• [Problem requirements]: The response should consist of the records that follow, printed exactly.

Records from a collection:
-=-=-=-=-
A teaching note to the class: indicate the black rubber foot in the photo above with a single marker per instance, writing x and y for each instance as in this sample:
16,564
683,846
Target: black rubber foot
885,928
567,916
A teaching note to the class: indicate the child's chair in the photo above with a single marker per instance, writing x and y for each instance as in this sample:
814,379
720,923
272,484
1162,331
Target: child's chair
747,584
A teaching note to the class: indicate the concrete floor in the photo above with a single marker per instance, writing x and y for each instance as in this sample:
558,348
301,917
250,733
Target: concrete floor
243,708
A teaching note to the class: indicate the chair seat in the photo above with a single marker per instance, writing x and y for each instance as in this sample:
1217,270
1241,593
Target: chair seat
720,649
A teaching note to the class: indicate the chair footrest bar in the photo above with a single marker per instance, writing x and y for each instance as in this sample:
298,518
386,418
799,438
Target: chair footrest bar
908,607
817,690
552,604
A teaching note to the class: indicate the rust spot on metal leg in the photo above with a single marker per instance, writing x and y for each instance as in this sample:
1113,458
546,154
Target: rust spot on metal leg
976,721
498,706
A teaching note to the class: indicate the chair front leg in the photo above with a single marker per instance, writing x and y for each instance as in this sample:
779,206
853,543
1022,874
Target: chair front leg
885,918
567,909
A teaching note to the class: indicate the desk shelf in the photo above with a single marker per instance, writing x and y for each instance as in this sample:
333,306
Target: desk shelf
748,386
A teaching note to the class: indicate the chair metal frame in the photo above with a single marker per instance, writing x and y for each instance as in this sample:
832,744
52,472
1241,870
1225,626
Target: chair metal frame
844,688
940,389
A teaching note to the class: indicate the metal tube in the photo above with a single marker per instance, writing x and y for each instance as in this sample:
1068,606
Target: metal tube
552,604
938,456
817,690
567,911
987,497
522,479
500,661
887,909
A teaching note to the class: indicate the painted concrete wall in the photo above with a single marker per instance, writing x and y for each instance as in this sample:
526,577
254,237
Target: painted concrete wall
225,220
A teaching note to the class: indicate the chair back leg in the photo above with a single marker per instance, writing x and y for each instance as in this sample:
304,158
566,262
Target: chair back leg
-=-=-=-=-
• [The answer]:
A teaching note to the class: indicate the black rubber foot in the photo above with a single marker per instance, writing x and y for each instance as in this sample:
16,564
683,846
Target: black rubber foot
885,928
567,916
A teaching note to the class: indicate the child's chair in the photo above with a single marker per instance, writing x and y for each instance as in this sample:
814,379
720,923
272,484
1162,331
Target: child's chair
747,584
A teaching note to the class: indicate the concrete floor in the photo above with a single marker per instance, writing x and y for each instance as in this sample:
558,348
301,917
250,733
Target: concrete floor
243,708
A teaching note to the class: indicate the chair seat in the photo above with a single marker per instance, writing x and y for each instance as in this sample:
1217,270
1241,593
Target: chair seat
720,649
A teaching note to the class: indicate the chair footrest bar in the photo above with a single marker per instance, writing x and y for each instance as in this sample:
298,518
386,418
799,438
Target: chair footrest bar
908,607
817,690
552,604
A teaching note to the class: indicate the rust spot on metal leg in the photo above with a single marker per instance, writing x and y for each instance as in this sample:
1113,458
546,154
Target: rust spot on metal leg
976,721
498,706
A teaching note to the class: indicate the chair front leg in the photo above with a single marker per instance, writing x and y for each instance as in this sample:
779,206
853,543
1022,874
Target: chair front leg
885,918
567,909
A teaching note to the class: indicate the desk shelf in the photo above with a single marker per instance, writing x and y for each instance as in this sample:
333,306
Target: desk shelf
748,386
A teaching note to the class: indicate the chair metal frame in the photo above with a single marker per instance, writing x and y for each instance as in this sample:
832,744
52,472
1241,870
1225,626
Target: chair metal frame
844,688
940,389
A teaching note to the class: indicate the metal tube in the photo above with a single marker per instance, writing x and y for each instance as in this sample:
1068,606
Target: metal tube
552,604
938,456
817,690
567,911
987,497
522,479
500,661
887,909
A teaching note to the class: indicate the painted concrete wall in the photo above with a single marker per instance, writing x and y for each instance as in this sample:
526,577
254,237
Target: painted concrete wall
225,220
A teaching note to the class: indicate the chair back leg in the photo above with a single marker per instance, writing x and y for each instance as in this sample:
304,158
566,262
Target: chair back leg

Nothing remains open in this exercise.